### EXERCISE DETAILS
Print the listing verbatim from its first line through the line containing "724 L 11 726", including both of those lines.

--- start ---

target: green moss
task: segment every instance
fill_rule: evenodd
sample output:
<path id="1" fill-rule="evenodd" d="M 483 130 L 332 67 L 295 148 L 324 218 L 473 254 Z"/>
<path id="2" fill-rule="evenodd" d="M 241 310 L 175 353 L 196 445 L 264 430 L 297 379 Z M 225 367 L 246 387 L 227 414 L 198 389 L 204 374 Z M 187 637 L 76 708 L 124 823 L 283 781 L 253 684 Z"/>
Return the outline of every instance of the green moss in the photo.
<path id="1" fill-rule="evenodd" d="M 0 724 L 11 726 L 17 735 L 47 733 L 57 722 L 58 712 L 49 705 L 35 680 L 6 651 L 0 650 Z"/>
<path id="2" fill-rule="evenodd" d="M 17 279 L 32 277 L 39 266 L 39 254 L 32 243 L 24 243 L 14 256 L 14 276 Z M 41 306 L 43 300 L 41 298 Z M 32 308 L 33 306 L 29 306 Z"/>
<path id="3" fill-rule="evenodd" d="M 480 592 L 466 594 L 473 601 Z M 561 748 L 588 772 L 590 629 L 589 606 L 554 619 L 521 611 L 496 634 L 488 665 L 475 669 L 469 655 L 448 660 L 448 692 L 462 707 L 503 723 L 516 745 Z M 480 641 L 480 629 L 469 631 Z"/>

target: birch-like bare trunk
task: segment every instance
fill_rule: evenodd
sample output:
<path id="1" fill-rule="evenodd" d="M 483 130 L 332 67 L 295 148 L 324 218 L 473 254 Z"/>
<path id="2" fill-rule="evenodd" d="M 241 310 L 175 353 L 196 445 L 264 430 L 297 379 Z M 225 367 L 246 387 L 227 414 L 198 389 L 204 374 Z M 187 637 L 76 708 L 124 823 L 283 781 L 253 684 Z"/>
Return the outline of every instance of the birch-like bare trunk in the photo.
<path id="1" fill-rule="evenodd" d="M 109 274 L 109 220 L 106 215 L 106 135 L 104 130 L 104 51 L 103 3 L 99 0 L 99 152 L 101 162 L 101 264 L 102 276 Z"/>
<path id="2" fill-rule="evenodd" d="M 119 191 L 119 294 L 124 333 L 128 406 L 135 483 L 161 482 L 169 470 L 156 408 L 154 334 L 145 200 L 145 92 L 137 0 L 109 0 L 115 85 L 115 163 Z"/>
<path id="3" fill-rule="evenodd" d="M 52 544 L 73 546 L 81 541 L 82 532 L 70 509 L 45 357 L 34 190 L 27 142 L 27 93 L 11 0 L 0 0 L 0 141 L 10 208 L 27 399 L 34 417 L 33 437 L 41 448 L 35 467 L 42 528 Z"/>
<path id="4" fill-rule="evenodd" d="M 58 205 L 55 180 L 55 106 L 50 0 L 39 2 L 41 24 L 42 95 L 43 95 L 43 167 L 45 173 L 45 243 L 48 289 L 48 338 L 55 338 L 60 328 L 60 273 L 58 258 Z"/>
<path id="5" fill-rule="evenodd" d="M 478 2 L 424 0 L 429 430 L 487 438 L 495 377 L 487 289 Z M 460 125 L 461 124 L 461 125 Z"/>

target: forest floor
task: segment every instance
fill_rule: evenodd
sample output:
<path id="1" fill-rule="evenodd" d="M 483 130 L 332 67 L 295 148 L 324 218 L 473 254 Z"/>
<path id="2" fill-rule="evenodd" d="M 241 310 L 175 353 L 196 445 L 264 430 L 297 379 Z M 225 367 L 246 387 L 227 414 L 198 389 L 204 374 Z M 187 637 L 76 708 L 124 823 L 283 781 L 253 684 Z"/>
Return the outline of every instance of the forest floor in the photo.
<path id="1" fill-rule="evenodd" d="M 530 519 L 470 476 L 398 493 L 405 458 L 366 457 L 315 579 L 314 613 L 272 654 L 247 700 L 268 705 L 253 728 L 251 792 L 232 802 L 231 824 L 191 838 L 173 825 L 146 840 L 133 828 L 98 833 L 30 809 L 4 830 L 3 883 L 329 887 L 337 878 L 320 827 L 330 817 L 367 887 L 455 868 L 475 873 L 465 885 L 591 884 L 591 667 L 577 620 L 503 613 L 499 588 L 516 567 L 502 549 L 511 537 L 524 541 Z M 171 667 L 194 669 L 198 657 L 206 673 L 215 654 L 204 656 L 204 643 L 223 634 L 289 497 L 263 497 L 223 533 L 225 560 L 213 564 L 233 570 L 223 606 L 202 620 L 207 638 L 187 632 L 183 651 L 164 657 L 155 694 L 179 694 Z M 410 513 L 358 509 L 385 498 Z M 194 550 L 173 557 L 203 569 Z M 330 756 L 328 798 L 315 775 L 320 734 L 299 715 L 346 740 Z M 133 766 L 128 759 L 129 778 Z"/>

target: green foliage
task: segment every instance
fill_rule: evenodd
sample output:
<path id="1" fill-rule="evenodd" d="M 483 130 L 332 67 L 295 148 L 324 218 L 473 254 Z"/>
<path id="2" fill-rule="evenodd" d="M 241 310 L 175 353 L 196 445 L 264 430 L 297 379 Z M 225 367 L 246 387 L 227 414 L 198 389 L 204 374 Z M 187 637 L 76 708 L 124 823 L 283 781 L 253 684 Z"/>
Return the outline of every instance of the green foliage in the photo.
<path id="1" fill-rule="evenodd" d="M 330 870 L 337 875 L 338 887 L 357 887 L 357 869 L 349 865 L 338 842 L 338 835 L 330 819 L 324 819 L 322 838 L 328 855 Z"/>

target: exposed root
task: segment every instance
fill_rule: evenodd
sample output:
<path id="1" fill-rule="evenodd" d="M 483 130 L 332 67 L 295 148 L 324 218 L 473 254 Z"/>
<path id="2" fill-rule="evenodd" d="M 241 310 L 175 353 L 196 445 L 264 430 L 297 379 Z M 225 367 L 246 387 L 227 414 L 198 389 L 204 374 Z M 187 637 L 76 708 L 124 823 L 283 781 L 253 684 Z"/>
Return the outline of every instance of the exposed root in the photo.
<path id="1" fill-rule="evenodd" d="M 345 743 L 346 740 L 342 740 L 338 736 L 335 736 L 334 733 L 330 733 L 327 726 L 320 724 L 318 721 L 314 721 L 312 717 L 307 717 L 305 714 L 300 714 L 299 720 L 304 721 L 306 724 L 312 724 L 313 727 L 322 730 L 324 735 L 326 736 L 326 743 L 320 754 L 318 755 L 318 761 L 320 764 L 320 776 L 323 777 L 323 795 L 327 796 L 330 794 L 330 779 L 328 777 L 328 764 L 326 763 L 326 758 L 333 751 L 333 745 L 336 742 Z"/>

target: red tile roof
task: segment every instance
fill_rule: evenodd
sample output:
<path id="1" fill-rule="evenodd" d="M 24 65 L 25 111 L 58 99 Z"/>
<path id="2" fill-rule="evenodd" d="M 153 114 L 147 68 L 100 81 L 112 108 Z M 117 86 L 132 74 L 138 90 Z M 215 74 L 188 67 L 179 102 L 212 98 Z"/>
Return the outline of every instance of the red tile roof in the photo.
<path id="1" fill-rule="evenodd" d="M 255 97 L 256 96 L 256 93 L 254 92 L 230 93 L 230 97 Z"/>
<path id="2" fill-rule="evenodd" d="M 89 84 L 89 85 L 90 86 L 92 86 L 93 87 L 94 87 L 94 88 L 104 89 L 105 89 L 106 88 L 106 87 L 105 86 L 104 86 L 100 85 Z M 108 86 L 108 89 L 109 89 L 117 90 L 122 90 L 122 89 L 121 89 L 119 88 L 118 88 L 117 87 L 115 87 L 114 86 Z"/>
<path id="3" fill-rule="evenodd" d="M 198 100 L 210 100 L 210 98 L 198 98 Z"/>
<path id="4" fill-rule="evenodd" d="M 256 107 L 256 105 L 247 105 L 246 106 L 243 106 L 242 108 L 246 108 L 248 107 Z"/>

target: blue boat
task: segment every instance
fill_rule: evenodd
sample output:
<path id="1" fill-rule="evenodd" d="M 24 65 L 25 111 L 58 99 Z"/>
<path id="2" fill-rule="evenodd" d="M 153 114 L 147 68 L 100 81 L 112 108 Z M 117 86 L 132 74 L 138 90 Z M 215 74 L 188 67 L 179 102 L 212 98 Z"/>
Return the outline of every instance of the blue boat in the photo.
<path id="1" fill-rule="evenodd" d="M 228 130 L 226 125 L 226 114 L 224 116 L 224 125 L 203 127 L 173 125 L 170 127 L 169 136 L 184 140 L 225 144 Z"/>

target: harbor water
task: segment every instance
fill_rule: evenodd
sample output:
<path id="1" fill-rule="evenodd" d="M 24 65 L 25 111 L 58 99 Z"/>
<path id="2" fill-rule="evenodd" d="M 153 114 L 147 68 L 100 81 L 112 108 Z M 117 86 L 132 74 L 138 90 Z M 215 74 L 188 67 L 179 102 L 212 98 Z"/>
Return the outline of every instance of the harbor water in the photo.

--- end ---

### WORKED ANSWER
target: green moss
task: segment every instance
fill_rule: evenodd
sample output:
<path id="1" fill-rule="evenodd" d="M 483 130 L 332 67 L 295 148 L 324 218 L 473 254 Z"/>
<path id="2" fill-rule="evenodd" d="M 241 310 L 175 353 L 196 445 L 264 430 L 297 379 Z M 225 367 L 246 387 L 227 414 L 198 389 L 204 374 Z M 187 637 L 76 708 L 124 823 L 283 781 L 253 684 Z"/>
Return the outline of every instance of the green moss in the photo.
<path id="1" fill-rule="evenodd" d="M 0 724 L 11 726 L 17 735 L 47 733 L 57 722 L 58 712 L 49 705 L 35 680 L 6 651 L 0 650 Z"/>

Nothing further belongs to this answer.